### TASK DIRECTIONS
All the data below needs to be retyped exactly as shown.

[Opening DATA TO PROCESS section]

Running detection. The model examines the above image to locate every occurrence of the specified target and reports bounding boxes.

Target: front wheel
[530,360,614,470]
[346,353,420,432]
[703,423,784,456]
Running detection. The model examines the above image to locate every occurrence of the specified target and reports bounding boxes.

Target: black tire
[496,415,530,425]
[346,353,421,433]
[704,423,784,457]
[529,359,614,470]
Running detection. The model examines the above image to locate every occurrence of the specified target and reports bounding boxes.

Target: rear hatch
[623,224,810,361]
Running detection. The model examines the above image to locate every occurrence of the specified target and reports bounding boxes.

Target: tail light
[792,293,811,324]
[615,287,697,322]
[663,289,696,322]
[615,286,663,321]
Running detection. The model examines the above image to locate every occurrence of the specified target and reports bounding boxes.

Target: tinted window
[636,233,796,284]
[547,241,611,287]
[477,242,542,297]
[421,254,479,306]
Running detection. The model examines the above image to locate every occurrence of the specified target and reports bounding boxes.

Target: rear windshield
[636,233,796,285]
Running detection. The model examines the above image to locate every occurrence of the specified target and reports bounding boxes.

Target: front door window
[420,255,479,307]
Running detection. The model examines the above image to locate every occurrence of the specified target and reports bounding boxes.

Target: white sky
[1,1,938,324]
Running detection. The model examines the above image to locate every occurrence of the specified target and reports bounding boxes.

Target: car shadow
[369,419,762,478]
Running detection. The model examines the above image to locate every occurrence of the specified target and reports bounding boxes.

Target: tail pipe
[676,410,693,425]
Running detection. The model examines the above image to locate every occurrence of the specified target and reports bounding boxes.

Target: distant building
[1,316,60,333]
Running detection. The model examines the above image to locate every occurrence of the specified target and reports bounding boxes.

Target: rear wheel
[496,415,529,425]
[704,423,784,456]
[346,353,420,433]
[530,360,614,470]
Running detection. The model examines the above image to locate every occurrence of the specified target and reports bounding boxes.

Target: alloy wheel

[Closing DATA TO PROCESS section]

### ANSWER FOR THIS EXERCISE
Running detection. The model examines the above image to locate every occurrence of the specified target and reports bounding boxes.

Target: front wheel
[530,360,614,470]
[346,353,420,432]
[703,423,784,456]
Running detection. The model examines the above image to locate every occurrence of the specified target and reports bounding boxes.

Target: black tire
[496,415,530,425]
[346,353,421,433]
[704,423,784,457]
[529,359,614,470]
Running detection. The model examines the above image to locate every occurrence of the specified target and reports bounding boxes.

Target: rear hatch
[623,224,810,361]
Running detection. The model examines the above image to locate every occurrence of the specified target and reports bounding boxes.

Target: tail light
[792,293,811,324]
[615,287,697,322]
[663,289,696,322]
[615,286,663,321]
Running detection. The model examines the above image to locate every occurrence of the specified target and reports bounding boxes.

Target: tinted window
[636,233,796,284]
[547,241,611,287]
[477,242,542,297]
[421,254,479,306]
Running detection. The model examines the above image to locate every occurrence of the specified target and reports bounding boxes.

Target: rear windshield
[636,233,796,285]
Running detection. The model examines the above image to locate every occurrence of the specified target and reports bounding boxes.

Target: front door window
[420,255,479,307]
Running detection. The model examines the above image to locate every occurrence of the specified target and reports bounding boxes.

Target: white sky
[1,1,938,324]
Running detection. The model examines the above image to locate every occurrence of the specified target and reports bounding boxes.

Target: car shadow
[369,419,762,478]
Running detection. The model examines the above image to locate every occurrence of the specified target and reports bounding boxes.

Target: tail pipe
[676,410,693,425]
Running detection. The model examines the above image to locate every occurrence of the specified target and reports bounding boxes.

Target: distant building
[1,316,60,333]
Running detection. The model examines the above image to locate every occurrence of the specified target and reports bounding boxes.

Target: rear wheel
[496,415,529,425]
[704,423,784,456]
[346,353,420,433]
[530,360,614,470]
Running detection. The model examines the above image to locate every occurrence of the specified target and reports bounding boxes.

Target: alloy wheel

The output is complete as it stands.